What the task requires:
How many lines of the listing below contain the string "wheel"? Case counts, so give only the number.

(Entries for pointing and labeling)
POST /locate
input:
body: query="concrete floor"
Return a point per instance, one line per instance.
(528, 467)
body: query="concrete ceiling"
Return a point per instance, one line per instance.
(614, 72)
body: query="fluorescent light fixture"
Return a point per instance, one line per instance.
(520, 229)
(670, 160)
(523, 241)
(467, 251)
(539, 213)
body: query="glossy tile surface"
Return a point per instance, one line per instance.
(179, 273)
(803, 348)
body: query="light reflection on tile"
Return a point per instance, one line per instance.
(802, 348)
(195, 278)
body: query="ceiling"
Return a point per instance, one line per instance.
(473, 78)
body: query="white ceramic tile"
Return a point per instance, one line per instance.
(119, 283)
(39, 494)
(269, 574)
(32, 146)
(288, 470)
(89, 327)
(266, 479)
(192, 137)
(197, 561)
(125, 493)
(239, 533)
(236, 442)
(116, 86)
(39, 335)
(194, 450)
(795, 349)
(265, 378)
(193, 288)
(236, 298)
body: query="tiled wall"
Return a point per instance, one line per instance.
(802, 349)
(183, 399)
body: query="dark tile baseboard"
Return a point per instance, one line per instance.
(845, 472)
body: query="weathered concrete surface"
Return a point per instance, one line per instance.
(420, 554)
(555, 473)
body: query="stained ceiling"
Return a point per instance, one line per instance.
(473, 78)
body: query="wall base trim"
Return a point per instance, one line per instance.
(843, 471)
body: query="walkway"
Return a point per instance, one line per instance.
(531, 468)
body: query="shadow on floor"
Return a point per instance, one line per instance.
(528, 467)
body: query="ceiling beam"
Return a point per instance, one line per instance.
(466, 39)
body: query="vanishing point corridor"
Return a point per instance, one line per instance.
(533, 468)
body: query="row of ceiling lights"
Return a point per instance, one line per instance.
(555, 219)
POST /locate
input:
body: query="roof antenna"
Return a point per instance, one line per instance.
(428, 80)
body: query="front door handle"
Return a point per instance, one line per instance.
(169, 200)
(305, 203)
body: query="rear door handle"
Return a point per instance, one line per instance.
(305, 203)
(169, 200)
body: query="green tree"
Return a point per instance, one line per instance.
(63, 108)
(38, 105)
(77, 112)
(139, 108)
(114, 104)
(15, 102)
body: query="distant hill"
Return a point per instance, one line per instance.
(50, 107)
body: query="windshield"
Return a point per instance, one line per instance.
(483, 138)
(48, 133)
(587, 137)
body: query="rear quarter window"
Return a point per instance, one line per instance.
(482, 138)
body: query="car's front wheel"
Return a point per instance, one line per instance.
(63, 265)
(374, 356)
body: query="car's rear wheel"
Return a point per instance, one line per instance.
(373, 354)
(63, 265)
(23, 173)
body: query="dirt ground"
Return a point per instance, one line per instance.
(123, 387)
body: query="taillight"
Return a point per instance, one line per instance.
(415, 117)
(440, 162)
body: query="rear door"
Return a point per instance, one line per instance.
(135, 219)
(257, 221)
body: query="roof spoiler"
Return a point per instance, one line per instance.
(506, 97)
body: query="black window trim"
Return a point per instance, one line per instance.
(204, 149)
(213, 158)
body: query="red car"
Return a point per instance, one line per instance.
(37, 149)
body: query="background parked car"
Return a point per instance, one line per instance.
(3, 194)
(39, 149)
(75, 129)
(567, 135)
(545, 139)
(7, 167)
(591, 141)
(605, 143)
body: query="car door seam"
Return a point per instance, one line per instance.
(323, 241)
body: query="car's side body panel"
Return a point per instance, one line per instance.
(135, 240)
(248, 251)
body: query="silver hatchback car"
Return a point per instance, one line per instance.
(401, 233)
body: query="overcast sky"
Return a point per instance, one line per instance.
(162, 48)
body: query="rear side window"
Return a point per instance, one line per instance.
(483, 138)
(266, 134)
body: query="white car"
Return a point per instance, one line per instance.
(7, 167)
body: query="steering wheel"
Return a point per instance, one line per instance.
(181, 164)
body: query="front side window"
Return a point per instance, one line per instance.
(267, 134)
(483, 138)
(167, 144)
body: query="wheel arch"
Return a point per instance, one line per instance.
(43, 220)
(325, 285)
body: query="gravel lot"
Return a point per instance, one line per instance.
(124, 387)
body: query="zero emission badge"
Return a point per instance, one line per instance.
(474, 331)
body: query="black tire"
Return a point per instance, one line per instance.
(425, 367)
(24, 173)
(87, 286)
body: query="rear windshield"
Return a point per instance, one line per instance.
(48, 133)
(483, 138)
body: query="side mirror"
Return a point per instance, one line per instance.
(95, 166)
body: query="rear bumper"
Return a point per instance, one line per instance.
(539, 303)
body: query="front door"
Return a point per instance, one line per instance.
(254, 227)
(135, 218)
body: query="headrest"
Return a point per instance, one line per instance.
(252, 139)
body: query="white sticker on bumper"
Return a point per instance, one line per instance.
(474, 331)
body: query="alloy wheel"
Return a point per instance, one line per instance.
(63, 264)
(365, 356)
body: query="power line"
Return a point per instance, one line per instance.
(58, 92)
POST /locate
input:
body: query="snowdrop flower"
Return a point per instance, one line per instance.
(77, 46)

Written response:
5